Your goal
Extend the comment thread on sensor-based activity detection, beginning after its final comment.

Source document
Measuring activity / usage is one thing but as they get more advanced it would be exciting to explore detecting machine part failures as well.
As a child my father would relate how his father's time as a mechanic in WWI left him with the skill to listen to a passing car and say what was wrong or wearing out with particular parts of the engine.
Using ML to crack that and we'll have the good part of HAL from 2001 (although in the film the item turned out not to be faulty if I recall correctly!)
I don't have specific examples but I have read of standard manufacturer tools to do audio analysis of diesel engines to diagnose which part(s) are failing. AFAIK this has been a standard type of diagnostic for decades, although perhaps not as widespread or cheap to do as it is presently.
This technology is key to how we will detect fake or doctored videos. Publishers will no longer be able to produce simple live video stream, they will need to publish general purpose sensors to create an audit trail for validating the contents. If you want to fake a video, you will need to forge all of these other signals in a consistent way too.
This is cool! Building a context from many data points is impressive.
I could see this being built into phones for sure. If the phone can detect the context with a small amount of battery it opens the phone to a whole lot of applications.
Absolutely amazing work! If it can be made reliable enough, this may be just a key stepping stone towards actually useful IoT.
That said, I can't wait for a open source/open hardware on-premises alternative - because there's no way in hell I'm running something like this through vendor's cloud. They deserve credit for not sending raw sensor data to the cloud, but vendor lock-in is still vendor lock-in. N-th-order sensors should be products, not services.

Information supplied
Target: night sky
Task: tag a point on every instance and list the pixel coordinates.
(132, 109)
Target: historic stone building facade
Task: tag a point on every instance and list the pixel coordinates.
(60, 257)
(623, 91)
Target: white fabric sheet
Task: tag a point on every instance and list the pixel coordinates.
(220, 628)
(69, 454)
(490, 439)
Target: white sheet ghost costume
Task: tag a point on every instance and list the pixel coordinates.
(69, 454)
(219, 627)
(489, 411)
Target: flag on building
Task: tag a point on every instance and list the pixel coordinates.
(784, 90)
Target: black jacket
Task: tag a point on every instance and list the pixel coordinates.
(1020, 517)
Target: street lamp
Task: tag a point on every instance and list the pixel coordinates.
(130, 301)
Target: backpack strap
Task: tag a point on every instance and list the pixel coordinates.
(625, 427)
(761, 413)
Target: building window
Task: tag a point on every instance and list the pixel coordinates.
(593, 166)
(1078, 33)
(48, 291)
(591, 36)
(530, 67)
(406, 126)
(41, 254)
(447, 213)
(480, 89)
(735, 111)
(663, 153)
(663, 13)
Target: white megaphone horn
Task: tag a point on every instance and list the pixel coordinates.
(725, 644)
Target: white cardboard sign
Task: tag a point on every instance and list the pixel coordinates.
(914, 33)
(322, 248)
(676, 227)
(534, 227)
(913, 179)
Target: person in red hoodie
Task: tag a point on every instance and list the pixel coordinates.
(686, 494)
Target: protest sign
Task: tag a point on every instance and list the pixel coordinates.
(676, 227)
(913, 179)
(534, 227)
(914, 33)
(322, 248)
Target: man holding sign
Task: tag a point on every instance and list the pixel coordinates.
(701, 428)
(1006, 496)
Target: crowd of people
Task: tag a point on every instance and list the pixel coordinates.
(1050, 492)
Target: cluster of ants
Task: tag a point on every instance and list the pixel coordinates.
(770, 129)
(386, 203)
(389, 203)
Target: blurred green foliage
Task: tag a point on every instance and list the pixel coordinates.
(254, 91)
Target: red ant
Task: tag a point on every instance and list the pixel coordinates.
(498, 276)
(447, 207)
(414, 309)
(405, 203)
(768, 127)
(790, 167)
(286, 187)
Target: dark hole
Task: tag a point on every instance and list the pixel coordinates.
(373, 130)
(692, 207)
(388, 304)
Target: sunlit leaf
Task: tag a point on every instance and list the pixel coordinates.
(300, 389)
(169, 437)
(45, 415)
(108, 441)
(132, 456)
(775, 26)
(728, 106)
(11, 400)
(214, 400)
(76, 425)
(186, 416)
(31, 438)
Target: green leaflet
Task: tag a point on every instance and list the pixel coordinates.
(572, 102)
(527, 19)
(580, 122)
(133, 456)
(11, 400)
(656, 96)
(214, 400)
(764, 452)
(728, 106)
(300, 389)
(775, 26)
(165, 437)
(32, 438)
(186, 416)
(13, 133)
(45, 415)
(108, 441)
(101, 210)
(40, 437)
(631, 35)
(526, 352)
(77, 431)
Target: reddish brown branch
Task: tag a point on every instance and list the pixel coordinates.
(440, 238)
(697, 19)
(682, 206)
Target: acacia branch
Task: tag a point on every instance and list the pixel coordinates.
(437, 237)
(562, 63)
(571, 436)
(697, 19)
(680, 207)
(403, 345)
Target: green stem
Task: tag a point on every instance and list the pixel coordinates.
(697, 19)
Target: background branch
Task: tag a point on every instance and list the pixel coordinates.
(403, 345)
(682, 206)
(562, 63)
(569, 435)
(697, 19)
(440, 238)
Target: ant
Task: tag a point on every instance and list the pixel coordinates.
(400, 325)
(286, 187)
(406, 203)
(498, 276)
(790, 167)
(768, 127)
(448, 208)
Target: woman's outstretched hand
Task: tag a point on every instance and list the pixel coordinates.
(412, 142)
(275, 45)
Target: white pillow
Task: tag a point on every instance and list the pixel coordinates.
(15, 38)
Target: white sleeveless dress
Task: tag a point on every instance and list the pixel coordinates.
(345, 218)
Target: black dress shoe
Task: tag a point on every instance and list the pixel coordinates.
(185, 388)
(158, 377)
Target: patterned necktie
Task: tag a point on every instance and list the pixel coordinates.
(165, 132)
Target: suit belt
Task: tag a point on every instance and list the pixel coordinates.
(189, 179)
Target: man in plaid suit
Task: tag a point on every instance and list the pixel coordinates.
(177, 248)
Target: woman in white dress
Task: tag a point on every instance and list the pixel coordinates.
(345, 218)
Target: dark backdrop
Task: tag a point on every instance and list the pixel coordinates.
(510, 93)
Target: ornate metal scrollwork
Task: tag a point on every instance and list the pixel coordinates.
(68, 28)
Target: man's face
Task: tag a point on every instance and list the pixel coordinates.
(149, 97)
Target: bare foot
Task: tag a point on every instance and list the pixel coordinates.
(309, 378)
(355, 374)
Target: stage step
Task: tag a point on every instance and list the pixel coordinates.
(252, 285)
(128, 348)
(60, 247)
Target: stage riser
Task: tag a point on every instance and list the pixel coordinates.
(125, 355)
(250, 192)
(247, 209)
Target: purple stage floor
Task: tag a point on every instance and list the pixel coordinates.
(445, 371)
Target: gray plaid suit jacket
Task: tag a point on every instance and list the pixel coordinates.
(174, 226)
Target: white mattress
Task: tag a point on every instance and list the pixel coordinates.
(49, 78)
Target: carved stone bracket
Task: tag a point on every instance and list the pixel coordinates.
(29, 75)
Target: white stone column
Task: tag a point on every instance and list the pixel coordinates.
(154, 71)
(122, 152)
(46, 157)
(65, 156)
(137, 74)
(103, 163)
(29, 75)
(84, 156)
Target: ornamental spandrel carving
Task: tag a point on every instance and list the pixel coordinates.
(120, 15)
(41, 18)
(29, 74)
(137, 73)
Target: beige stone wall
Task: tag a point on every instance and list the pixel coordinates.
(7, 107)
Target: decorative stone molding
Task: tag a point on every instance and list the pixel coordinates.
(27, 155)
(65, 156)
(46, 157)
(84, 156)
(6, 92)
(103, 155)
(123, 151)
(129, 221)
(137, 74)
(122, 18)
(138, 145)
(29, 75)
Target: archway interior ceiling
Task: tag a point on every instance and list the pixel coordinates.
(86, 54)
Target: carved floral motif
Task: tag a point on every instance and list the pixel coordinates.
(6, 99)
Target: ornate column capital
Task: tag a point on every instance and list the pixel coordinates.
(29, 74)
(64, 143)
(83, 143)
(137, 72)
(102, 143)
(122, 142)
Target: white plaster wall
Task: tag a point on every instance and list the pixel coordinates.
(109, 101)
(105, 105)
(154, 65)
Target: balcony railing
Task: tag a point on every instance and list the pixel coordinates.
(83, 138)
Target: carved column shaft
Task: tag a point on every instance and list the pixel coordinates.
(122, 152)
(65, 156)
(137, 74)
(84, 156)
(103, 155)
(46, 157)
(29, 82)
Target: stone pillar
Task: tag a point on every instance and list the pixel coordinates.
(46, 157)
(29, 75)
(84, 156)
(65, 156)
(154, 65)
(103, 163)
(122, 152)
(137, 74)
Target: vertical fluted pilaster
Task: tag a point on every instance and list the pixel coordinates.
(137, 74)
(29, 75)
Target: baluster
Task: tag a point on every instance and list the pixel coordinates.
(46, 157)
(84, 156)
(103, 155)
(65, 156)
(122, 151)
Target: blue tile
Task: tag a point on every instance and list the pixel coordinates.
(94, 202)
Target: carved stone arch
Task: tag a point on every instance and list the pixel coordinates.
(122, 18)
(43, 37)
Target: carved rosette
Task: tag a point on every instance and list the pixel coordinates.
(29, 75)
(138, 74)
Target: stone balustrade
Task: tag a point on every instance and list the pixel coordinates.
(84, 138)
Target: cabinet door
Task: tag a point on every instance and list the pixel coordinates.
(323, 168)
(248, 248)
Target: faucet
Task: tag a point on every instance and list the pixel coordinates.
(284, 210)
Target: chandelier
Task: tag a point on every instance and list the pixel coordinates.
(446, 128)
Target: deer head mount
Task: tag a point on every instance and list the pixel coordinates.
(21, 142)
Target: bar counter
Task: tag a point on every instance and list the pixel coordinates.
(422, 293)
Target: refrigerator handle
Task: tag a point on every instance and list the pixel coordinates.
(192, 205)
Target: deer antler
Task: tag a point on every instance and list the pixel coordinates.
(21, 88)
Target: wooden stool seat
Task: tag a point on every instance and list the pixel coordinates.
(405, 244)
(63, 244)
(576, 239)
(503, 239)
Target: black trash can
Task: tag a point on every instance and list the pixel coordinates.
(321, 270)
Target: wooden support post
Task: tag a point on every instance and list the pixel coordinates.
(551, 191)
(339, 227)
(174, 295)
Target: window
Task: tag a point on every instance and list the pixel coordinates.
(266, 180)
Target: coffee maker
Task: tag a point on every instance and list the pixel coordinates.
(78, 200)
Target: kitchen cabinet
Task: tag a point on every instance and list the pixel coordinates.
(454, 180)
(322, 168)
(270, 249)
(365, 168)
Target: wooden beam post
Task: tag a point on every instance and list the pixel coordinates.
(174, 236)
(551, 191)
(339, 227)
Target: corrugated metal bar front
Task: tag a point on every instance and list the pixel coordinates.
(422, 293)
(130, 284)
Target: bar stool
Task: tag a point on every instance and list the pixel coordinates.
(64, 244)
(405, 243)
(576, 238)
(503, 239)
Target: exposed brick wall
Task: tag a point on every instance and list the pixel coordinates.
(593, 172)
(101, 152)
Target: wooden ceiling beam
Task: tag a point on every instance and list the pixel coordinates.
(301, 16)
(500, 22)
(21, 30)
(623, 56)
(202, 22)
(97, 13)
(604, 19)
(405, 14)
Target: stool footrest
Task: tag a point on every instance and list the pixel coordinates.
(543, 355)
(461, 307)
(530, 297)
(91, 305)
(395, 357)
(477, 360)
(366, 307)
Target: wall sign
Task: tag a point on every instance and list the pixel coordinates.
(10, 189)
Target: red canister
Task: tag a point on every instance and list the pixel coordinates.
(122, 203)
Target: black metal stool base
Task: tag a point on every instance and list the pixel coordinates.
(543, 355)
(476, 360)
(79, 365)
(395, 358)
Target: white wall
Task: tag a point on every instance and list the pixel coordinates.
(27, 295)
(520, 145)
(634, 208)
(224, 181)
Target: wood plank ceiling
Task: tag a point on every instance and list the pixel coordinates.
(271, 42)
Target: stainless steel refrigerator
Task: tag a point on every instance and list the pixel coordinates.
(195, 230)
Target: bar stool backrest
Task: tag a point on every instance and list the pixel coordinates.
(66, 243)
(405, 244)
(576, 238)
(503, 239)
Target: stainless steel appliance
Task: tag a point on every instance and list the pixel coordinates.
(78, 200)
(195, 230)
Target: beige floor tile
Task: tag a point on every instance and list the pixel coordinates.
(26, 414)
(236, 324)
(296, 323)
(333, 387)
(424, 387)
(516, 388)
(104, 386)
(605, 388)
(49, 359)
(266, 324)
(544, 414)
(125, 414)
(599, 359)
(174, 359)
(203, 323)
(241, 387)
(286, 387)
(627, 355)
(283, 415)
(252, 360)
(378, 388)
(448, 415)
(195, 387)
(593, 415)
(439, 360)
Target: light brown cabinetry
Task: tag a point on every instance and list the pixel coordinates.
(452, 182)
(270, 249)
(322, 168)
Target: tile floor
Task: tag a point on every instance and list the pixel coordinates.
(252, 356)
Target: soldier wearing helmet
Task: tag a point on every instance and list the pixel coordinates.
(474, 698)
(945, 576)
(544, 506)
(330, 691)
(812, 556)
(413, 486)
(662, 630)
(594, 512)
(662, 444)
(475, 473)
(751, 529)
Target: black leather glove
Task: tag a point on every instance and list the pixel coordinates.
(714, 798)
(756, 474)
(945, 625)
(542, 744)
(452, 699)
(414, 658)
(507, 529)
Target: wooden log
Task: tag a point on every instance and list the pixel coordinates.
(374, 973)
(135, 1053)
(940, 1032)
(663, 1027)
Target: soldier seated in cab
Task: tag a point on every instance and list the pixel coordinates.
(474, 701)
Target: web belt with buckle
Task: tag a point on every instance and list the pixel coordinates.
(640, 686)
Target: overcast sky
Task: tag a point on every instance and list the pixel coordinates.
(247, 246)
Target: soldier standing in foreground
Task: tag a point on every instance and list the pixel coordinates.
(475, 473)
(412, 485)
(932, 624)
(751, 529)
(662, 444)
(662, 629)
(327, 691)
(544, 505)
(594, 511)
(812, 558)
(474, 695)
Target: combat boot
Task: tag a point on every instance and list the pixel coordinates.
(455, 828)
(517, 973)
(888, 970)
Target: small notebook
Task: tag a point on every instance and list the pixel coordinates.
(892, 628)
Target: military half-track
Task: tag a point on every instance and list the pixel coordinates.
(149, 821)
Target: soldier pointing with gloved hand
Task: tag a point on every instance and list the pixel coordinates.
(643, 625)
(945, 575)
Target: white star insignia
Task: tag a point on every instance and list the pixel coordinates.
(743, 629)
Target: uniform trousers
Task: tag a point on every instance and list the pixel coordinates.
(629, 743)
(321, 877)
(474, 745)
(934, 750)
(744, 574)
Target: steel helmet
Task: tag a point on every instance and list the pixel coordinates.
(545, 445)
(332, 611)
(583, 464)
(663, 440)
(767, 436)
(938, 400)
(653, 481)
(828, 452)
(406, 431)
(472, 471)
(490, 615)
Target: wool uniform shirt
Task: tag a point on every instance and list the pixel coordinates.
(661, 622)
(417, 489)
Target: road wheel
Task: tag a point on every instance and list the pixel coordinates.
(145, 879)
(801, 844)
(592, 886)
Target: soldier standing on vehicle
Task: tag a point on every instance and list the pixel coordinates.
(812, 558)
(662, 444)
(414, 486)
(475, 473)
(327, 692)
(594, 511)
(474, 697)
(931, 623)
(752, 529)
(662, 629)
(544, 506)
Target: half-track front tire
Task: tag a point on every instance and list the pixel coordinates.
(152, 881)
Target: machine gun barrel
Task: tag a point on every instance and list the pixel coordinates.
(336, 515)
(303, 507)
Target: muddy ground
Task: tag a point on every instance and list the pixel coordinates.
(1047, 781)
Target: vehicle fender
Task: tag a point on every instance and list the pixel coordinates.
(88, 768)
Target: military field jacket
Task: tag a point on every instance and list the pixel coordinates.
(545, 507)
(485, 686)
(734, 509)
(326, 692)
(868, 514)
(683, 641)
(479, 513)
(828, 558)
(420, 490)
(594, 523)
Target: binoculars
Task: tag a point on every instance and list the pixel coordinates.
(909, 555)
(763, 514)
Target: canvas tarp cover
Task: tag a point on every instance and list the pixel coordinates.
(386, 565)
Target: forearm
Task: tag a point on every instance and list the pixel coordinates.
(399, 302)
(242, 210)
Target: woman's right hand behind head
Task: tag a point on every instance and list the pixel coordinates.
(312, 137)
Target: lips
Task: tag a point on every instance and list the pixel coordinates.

Written answer
Really cool, don't get me wrong. But imo, the biggest achievement here is explaining in non-technical terms how real world inputs can be mapped to features in ML, and how the resulting classifications can be fed into state machines. Obviously, none of this is groundbreaking, but it's explained so clearly that the non-technical person can see the potential in the technology.
This is amazing - and from 2017 no less.
I haven't had time to read the paper but my only question would be how it handles the distinction of multiple sounds in a room triggering multiple event states. For example, if I run the shower and leave the faucet on, then turn off the shower, how does the ML algorithm handle that, etc.
It indicates that you think the work is a meaningful contribution towards (but not a full solution for) the problem named by the paper title. I'm not sure if there's a distinct origin (see https://english.stackexchange.com/questions/188988/what-is-t...), but it's fairly conventional these days.
As a child my father would relate how his father's time as a mechanic in WWI left him with the skill to listen to a passing car and say what was wrong or wearing out with particular parts of the engine.
Using ML to crack that and we'll have the good part of HAL from 2001 (although in the film the item turned out not to be faulty if I recall correctly!)